Extracted material:
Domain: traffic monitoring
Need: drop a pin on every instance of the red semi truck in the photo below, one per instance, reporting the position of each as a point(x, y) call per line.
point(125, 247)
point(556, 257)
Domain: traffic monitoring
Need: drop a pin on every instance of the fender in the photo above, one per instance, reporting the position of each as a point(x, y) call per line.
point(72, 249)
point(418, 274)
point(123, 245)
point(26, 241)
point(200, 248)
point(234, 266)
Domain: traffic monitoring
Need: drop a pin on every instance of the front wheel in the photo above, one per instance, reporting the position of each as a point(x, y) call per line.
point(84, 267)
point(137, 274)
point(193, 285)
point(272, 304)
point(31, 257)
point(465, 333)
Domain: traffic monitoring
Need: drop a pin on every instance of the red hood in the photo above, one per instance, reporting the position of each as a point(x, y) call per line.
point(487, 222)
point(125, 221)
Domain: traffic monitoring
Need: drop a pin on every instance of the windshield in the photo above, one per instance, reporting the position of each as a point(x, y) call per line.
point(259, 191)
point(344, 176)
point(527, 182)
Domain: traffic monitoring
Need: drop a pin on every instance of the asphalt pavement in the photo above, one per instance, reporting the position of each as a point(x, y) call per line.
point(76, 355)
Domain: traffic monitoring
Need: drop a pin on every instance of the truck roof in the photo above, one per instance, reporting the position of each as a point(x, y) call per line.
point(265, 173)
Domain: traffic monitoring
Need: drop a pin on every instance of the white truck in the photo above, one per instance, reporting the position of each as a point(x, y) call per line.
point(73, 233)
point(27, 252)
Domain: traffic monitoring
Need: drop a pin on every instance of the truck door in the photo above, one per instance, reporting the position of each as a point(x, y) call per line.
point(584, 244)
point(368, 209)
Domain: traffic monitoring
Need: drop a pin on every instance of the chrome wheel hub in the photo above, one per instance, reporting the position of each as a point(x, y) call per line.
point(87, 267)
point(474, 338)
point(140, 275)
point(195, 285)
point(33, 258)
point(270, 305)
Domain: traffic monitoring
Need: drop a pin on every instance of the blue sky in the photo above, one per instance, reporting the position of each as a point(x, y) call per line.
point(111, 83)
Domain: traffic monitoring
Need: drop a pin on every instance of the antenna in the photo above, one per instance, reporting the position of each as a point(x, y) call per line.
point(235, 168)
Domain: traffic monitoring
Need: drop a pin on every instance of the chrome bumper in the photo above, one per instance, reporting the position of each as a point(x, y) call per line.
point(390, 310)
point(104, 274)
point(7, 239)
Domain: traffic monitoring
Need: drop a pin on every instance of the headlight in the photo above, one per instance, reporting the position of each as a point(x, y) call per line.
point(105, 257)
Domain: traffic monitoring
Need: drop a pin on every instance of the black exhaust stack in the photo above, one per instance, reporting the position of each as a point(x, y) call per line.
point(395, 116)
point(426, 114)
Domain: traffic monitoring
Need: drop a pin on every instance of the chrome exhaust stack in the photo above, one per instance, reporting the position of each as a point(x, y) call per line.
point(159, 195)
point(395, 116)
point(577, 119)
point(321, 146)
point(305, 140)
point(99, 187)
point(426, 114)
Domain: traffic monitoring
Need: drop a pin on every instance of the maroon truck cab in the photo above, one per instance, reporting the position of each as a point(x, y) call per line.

What to produce:
Report how many of the lines above contain the string "exhaust". Give only the number.

Solution to this task:
2